◆ **REQUIREMENT 1**
Reproduce verbatim the part of the Clojure XML parsing question that opens with the words containing "and I am getting" and closes with "clojure.tools.nrepl.bencode/read-netstring* (bencode.clj:153)".
◆ **REQUIREMENT 2**
Write what comes next in the Clojure XML parsing question, picking up after its last line.

5

I am trying to parse a fairly small (< 100MB) xml file with:

(require '[clojure.data.xml :as xml]
         '[clojure.java.io :as io])

(xml/parse (io/reader "data/small-sample.xml"))

and I am getting an error:

OutOfMemoryError Java heap space
    clojure.lang.Numbers.byte_array (Numbers.java:1216)
    clojure.tools.nrepl.bencode/read-bytes (bencode.clj:101)
    clojure.tools.nrepl.bencode/read-netstring* (bencode.clj:153)
    clojure.tools.nrepl.bencode/read-token (bencode.clj:244)
    clojure.tools.nrepl.bencode/read-bencode (bencode.clj:254)
    clojure.tools.nrepl.bencode/token-seq/fn--3178 (bencode.clj:295)
    clojure.core/repeatedly/fn--4705 (core.clj:4642)
    clojure.lang.LazySeq.sval (LazySeq.java:42)
    clojure.lang.LazySeq.seq (LazySeq.java:60)
    clojure.lang.RT.seq (RT.java:484)

◆ **DATASET ENTRIES**
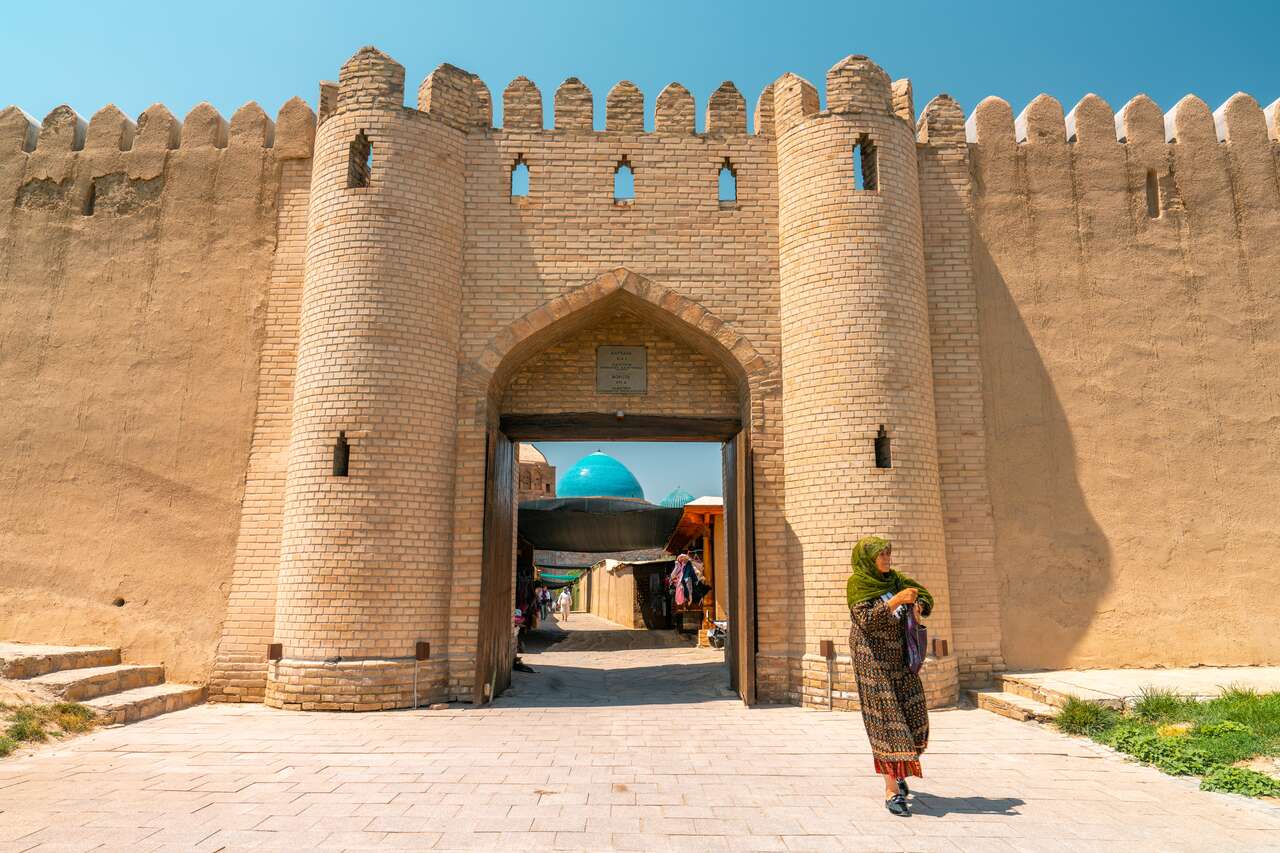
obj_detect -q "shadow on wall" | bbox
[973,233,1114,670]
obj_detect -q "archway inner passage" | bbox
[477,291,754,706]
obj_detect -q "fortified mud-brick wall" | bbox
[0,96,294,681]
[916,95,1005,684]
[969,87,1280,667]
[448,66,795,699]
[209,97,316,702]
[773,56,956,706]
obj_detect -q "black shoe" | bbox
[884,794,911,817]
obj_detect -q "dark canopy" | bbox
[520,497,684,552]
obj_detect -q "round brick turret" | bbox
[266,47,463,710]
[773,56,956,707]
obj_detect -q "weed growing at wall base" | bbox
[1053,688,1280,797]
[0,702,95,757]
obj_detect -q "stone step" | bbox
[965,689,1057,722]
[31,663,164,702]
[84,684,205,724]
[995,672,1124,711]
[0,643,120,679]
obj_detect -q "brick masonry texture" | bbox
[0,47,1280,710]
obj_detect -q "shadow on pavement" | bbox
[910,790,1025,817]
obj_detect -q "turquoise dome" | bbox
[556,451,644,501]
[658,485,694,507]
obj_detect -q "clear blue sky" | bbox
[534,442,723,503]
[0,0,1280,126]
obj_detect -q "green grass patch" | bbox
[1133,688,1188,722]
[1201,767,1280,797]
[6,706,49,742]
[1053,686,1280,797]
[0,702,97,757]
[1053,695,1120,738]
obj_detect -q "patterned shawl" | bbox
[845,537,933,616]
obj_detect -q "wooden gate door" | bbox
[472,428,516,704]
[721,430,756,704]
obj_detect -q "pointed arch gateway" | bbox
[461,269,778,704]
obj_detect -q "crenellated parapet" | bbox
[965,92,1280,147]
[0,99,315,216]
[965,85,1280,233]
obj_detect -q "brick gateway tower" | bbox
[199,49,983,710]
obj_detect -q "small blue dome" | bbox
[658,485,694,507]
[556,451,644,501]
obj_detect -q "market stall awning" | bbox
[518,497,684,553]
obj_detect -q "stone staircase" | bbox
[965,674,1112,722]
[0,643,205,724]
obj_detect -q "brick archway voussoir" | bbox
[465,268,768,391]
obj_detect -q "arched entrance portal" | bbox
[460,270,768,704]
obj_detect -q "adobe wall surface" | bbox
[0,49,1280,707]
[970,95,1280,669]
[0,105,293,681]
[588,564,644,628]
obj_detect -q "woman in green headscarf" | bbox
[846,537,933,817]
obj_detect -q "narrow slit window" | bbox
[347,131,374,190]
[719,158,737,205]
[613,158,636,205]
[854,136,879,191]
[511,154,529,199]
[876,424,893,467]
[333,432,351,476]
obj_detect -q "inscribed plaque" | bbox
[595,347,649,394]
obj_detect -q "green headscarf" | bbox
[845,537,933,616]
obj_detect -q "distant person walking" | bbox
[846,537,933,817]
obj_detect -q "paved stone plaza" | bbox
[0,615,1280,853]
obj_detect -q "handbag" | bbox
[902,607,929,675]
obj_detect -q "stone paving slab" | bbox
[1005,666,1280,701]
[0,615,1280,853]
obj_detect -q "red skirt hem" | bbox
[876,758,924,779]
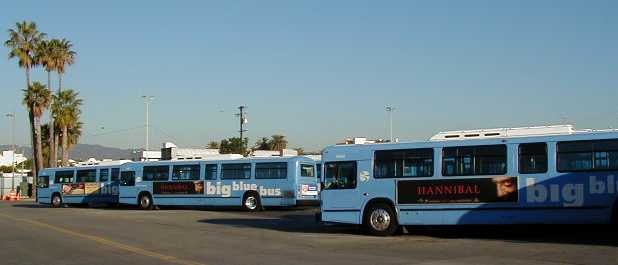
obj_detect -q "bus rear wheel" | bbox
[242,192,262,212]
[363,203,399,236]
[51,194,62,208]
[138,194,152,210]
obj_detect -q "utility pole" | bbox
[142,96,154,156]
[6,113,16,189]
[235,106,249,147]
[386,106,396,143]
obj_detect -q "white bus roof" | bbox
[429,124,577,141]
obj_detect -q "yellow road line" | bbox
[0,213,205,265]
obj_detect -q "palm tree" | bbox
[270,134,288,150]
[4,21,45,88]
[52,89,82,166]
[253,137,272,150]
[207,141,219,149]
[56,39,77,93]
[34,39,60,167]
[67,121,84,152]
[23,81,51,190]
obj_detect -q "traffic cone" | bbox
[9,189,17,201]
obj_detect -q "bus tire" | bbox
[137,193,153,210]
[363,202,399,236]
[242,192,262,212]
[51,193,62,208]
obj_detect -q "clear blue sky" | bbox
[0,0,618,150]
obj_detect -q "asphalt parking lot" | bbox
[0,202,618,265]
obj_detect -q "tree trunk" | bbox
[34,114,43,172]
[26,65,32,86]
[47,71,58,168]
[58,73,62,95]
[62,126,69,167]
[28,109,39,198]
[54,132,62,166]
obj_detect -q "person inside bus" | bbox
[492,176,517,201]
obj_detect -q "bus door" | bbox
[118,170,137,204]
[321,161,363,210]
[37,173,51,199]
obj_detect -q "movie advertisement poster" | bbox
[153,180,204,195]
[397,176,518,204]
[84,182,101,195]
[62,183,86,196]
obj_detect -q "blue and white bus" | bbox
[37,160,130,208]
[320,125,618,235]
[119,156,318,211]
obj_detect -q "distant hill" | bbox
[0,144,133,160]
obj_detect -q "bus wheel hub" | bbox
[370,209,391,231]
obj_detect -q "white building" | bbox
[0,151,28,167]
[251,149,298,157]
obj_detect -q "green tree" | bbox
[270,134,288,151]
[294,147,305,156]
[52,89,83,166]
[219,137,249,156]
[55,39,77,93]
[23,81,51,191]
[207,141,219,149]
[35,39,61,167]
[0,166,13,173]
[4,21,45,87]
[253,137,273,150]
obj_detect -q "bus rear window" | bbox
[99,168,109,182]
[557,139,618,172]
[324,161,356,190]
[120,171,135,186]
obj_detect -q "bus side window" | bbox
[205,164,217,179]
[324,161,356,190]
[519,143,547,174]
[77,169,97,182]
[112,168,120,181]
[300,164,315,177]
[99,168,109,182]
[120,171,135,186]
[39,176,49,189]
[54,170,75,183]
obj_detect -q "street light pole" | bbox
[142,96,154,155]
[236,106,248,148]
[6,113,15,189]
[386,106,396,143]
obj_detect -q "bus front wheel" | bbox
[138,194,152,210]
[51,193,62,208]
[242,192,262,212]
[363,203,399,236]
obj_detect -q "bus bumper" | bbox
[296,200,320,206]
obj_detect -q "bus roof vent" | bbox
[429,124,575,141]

◆ **TASK RESPONSE 1**
and I am getting an error:

OutOfMemoryError Java heap space
    clojure.lang.Numbers.byte_array (Numbers.java:1216)
    clojure.tools.nrepl.bencode/read-bytes (bencode.clj:101)
    clojure.tools.nrepl.bencode/read-netstring* (bencode.clj:153)

◆ **TASK RESPONSE 2**
    clojure.core/seq (core.clj:133)
    clojure.core/take-while/fn--4236 (core.clj:2564)

Here is my project.clj:

(defproject dats "0.1.0-SNAPSHOT"
  ...
  :dependencies [[org.clojure/clojure "1.5.1"]
                [org.clojure/data.xml "0.0.7"]
                [criterium "0.4.1"]]
  :jvm-opts ["-Xmx1g"])

I tried setting a LEIN_JVM_OPTS and JVM_OPTS in my .bash_profile without success.

When I tried the following project.clj:

(defproject barber "0.1.0-SNAPSHOT"
  ...
  :dependencies [[org.clojure/clojure "1.5.1"]
                [org.clojure/data.xml "0.0.7"]
                [criterium "0.4.1"]]
  :jvm-opts ["-Xms128m"])

I get the following error:

Error occurred during initialization of VM
Incompatible minimum and maximum heap sizes specified
Exception in thread "Thread-5" clojure.lang.ExceptionInfo: Subprocess failed {:exit-code 1}

Any idea how I could increase the heap size for my leiningen repl?

Thanks.

Nicolas M.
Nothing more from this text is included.